[原文]

-*-*-

鉴于目的性太强的第一次让我对你一直都有愧疚感,于是很用心的布置了第二次。我提前预定了Y城城郊的温泉度假村还跟马场租了匹很乖的大型挽马。特意让珊接你下班顺带捎了件中国传统旗袍。我也不是演戏的,弄不到齐全的上好道具,大学时有个同学在Y城某剧院里跑龙套,于是古代婚礼吹吹打打的服装倒是有了,美中不足的就是没有锣没有唢呐,个个举着萨克斯小提琴和军鼓,嗯,说白了,不土不洋。当初帮我探听你资料的好友们从中周转帮忙,有钱的捧了钱场,没钱的捧了人场,好在那个温泉度假村只在周末才有些人。
于是我穿着一身大红喜袍出现的时候,就看到盘起发,双手握在腹部,穿着旗袍的你。音乐声停止,我走向端庄温婉的你。我抱你上马,走过石子路,走过广场,半山腰的小木屋是我预定的洞房。
其实我一直想说,对不起,我给不了你光明正大的婚礼,也不能堂堂正正按照中国习俗跪在你父母跟前叫声爸妈,很多很多我都给不了你,但是那天,你几乎没怎么说话,因为每次一说话眼泪就要掉下来。在场的朋友没多少,甚至显得冷清,我们没有一拜天地,没有二拜高堂,我们只是,夫妻对拜了。

-*-*-

[练习任务]
**1)** 请抄写短文中从“鉴于目的性太强的第一次让我对”到“山腰的小木屋是我预定的洞房。”之间的内容,首尾两处文字都要包括在内。
**2)** 短文中提到了哪些乐器?请全部列出。

已存储的数据条目:
-*-*-

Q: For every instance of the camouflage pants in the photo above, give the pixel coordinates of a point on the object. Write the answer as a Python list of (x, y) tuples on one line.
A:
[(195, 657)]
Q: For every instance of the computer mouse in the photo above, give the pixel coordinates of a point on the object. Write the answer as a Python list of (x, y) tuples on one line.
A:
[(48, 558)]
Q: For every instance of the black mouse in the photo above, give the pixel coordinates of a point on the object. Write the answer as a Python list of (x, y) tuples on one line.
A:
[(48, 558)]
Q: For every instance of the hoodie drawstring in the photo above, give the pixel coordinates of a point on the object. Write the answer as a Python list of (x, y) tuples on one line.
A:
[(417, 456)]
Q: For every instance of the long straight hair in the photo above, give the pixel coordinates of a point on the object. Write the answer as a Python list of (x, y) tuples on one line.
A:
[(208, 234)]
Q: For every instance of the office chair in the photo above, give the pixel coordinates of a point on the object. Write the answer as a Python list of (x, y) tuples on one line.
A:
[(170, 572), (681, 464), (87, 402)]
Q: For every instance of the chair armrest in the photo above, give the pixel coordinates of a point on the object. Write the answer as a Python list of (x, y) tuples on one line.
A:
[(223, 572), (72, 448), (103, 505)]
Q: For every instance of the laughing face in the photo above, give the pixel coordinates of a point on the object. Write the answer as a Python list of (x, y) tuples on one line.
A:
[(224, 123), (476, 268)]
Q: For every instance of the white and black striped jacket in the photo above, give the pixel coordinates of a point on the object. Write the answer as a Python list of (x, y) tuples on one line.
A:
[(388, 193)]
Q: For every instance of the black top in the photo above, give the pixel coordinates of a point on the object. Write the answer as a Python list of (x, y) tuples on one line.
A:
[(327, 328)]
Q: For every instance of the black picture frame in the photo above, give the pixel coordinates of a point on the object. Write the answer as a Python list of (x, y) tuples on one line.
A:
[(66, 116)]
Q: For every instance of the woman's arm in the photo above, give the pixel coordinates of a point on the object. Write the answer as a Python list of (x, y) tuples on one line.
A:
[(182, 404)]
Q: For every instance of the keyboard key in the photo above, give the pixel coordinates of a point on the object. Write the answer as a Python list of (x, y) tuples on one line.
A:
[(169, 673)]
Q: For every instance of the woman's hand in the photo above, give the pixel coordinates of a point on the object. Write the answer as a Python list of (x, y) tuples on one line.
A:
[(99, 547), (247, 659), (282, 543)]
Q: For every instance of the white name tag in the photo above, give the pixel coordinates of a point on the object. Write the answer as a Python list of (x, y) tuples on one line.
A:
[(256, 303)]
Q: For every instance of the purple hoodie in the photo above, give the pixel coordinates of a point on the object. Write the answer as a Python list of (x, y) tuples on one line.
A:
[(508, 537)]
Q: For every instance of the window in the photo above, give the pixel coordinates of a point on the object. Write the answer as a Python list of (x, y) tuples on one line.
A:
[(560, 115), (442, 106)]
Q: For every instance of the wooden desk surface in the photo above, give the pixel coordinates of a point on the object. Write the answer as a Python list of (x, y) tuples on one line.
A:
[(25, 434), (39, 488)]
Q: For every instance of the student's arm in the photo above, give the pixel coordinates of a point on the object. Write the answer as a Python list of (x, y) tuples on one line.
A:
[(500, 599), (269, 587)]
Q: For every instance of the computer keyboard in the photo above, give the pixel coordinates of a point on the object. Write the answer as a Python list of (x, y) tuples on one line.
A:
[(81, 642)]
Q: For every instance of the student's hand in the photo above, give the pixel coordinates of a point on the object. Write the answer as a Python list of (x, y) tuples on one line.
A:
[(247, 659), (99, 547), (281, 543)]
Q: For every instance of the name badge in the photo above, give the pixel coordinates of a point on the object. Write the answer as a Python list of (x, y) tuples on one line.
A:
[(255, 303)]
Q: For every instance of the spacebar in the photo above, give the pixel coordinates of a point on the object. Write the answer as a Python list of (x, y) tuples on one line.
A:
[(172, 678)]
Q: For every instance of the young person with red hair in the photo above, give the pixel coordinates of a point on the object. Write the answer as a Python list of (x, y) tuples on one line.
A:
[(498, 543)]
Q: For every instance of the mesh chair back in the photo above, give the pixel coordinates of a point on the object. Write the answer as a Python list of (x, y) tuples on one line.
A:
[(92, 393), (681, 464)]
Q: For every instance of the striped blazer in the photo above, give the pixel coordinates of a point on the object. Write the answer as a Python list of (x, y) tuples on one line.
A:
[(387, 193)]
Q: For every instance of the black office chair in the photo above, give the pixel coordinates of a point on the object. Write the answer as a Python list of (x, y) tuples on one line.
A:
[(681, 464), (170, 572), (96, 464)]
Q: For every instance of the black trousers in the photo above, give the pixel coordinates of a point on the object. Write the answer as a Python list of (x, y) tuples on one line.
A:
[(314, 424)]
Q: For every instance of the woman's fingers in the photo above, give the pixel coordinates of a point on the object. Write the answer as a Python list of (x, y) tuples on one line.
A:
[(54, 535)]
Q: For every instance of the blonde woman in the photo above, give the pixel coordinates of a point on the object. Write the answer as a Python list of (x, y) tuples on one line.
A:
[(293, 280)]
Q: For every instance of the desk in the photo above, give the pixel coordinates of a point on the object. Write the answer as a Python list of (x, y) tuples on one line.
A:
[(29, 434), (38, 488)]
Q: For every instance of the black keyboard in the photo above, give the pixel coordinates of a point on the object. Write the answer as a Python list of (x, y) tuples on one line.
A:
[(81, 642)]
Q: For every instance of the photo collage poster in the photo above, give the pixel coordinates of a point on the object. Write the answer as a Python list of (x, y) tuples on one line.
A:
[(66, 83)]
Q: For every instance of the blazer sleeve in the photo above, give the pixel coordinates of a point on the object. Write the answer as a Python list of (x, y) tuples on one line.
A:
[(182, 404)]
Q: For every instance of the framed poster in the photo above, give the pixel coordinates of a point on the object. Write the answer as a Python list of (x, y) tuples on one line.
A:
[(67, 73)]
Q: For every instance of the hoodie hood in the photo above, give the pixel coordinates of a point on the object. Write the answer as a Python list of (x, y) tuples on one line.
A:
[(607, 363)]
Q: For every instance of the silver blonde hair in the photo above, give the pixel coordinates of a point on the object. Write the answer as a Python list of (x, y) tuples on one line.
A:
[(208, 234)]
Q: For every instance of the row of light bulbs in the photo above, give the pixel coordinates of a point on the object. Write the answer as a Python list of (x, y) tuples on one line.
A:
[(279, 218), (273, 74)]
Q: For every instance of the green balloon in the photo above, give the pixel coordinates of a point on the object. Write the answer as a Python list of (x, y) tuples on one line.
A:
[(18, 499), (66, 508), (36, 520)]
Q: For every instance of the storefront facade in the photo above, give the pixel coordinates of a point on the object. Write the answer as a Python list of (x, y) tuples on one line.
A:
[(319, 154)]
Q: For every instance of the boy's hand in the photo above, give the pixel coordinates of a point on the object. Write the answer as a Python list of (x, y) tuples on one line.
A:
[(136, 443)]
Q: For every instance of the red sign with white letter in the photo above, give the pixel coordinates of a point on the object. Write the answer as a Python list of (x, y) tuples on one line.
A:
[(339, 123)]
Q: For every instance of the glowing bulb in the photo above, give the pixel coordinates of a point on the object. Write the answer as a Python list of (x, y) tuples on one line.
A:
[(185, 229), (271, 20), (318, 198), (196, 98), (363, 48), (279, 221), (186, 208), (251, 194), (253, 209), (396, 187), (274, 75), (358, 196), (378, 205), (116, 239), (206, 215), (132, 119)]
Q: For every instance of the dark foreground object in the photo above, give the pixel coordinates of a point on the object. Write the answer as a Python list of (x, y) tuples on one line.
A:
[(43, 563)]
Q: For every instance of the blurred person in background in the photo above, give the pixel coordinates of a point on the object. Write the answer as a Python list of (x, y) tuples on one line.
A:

-*-*-

[参考答案]
**1)**
鉴于目的性太强的第一次让我对你一直都有愧疚感,于是很用心的布置了第二次。我提前预定了Y城城郊的温泉度假村还跟马场租了匹很乖的大型挽马。特意让珊接你下班顺带捎了件中国传统旗袍。我也不是演戏的,弄不到齐全的上好道具,大学时有个同学在Y城某剧院里跑龙套,于是古代婚礼吹吹打打的服装倒是有了,美中不足的就是没有锣没有唢呐,个个举着萨克斯小提琴和军鼓,嗯,说白了,不土不洋。当初帮我探听你资料的好友们从中周转帮忙,有钱的捧了钱场,没钱的捧了人场,好在那个温泉度假村只在周末才有些人。
于是我穿着一身大红喜袍出现的时候,就看到盘起发,双手握在腹部,穿着旗袍的你。音乐声停止,我走向端庄温婉的你。我抱你上马,走过石子路,走过广场,半山腰的小木屋是我预定的洞房。

**2)** 锣、唢呐、萨克斯、小提琴、军鼓